Problem statement
Your job with the data below is to output exactly the lines from the one holding "the man's ear" down to the one holding "denim shirt in", both included, and no others.

Data for the task
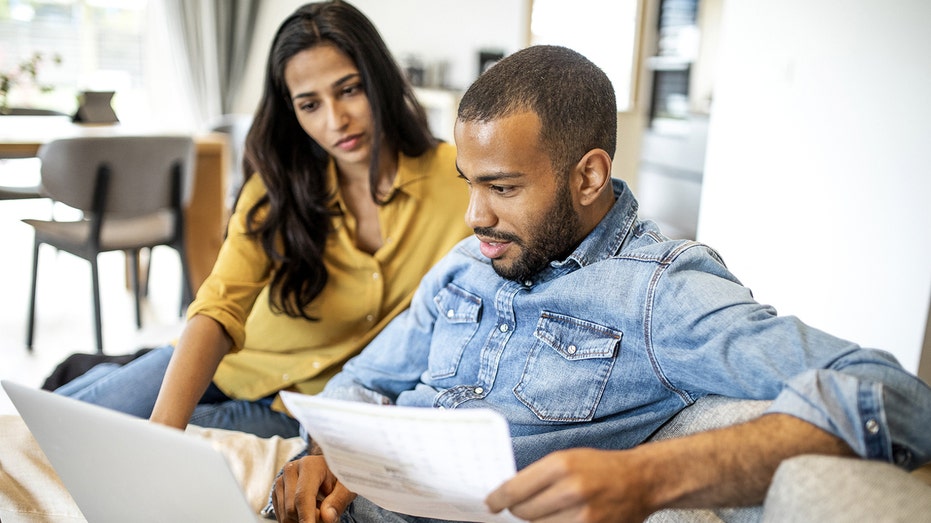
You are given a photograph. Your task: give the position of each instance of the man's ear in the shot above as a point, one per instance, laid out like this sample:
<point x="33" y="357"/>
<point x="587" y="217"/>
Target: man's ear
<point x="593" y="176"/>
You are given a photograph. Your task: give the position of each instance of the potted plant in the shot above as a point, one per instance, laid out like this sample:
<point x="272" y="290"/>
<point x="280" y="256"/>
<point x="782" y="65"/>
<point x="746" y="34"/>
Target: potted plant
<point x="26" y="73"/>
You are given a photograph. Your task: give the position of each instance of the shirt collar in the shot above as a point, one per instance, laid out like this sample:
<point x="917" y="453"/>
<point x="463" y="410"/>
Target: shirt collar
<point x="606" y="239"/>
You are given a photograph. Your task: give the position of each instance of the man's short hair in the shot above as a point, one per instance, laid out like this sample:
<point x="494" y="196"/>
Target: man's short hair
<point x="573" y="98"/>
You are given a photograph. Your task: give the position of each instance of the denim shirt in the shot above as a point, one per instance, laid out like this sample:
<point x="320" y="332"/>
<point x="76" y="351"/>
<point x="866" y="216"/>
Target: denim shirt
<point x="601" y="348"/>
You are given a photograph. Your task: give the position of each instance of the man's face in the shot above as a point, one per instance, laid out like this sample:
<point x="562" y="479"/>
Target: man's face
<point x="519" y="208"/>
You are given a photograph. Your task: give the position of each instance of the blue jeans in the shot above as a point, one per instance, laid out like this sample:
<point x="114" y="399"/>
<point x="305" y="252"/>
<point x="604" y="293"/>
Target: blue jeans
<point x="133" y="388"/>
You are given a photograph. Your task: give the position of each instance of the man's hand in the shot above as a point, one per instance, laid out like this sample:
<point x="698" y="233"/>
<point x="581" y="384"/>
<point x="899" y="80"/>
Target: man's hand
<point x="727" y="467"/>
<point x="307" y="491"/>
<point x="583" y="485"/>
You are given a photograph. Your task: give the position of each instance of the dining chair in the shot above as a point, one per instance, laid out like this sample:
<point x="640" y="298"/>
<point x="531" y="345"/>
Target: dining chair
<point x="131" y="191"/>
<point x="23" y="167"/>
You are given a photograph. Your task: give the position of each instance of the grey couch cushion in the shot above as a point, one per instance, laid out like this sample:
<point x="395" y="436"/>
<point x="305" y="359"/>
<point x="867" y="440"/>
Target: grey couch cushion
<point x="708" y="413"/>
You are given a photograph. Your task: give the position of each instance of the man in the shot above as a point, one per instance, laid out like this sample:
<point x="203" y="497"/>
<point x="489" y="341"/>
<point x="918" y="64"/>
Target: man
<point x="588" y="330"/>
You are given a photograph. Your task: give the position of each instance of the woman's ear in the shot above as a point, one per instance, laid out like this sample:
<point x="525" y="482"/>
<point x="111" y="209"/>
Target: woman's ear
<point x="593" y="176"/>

...

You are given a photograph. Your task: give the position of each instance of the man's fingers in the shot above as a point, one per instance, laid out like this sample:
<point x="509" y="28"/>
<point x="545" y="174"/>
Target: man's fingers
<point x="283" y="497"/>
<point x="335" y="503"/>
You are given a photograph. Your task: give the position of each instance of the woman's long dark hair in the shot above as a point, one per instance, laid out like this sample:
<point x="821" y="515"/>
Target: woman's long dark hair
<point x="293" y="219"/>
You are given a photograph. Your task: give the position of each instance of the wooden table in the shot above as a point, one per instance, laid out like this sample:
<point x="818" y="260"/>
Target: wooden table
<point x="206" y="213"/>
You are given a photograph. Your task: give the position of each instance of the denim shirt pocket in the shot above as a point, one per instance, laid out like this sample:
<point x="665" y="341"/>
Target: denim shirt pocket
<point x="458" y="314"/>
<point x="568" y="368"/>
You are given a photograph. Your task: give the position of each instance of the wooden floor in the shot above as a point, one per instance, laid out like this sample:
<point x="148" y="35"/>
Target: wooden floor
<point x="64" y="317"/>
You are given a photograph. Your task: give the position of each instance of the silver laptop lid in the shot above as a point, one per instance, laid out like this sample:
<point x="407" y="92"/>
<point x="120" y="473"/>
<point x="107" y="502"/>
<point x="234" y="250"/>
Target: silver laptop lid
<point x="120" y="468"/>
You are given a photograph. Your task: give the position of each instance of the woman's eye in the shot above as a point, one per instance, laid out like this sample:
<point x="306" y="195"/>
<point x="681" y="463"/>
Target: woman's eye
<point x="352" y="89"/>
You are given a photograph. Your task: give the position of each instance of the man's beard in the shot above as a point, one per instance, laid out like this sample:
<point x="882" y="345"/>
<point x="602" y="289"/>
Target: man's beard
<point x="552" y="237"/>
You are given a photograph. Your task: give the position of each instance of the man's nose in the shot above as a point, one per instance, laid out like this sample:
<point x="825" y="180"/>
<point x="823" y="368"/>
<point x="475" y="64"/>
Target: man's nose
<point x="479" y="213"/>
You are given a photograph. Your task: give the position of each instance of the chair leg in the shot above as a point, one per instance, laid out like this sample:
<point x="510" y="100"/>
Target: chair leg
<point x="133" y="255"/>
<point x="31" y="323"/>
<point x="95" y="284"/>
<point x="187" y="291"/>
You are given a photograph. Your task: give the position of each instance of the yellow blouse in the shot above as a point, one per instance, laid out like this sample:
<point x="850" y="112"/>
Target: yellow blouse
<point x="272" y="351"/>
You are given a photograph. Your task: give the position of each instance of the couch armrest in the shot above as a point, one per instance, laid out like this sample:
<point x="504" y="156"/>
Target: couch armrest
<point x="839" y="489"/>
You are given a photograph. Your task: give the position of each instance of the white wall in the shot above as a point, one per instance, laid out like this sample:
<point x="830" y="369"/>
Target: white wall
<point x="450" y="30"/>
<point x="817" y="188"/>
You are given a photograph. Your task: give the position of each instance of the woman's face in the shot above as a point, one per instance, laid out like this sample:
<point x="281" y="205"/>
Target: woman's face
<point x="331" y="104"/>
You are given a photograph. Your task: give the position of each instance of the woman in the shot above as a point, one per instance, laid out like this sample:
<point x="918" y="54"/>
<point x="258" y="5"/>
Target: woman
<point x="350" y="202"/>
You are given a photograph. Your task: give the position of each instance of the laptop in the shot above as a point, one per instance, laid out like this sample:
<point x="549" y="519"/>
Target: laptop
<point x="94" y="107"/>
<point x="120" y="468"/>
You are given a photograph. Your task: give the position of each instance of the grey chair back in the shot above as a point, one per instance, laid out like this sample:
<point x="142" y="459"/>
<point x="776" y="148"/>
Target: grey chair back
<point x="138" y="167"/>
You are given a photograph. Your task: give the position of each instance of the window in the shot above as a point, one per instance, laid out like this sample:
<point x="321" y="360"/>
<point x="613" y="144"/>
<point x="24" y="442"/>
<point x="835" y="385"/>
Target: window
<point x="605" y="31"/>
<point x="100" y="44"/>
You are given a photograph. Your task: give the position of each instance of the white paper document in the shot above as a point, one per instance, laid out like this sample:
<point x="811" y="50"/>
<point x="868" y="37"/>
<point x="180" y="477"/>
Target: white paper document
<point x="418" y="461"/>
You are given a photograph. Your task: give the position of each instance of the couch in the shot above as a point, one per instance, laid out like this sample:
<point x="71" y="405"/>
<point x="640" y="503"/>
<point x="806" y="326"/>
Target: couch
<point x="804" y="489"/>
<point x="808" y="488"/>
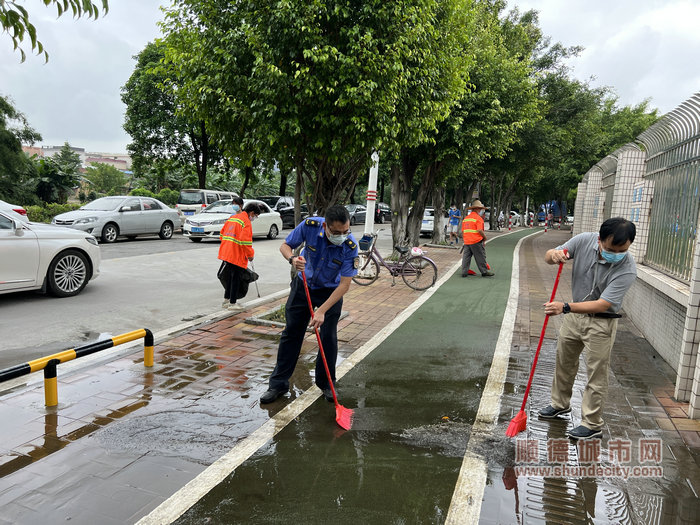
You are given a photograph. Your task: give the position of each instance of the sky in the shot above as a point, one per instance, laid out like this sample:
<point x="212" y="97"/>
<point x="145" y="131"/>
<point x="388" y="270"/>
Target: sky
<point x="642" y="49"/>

Exercise answer
You are given a photograph. Your task: give the position of each instance of the man's ear in the shot above as a point, one per instance, laid out like this sample:
<point x="33" y="357"/>
<point x="587" y="217"/>
Target: man's ear
<point x="593" y="176"/>
You are given a photograph. Your task: give the position of each instance of the potted plant in the shot above as a point, one per instance, laid out like this sample:
<point x="272" y="290"/>
<point x="280" y="256"/>
<point x="782" y="65"/>
<point x="746" y="34"/>
Target: potted plant
<point x="26" y="73"/>
You are given a photograph. Your task: give the position of each instance of the shirt collar in the shot above as a point, one per instance, laid out like this sample:
<point x="917" y="453"/>
<point x="463" y="410"/>
Target: shirt collar
<point x="606" y="239"/>
You are given a photograph. Your task: give the position of each instance of the man's short hair in the shot above as a point, one per instance, laid out like this sample:
<point x="494" y="196"/>
Target: man's short hair
<point x="573" y="98"/>
You are given a photograph. Your task: give the position of each instance of the denim shirt in the shot above as a point, one per instance, laid out like this sample:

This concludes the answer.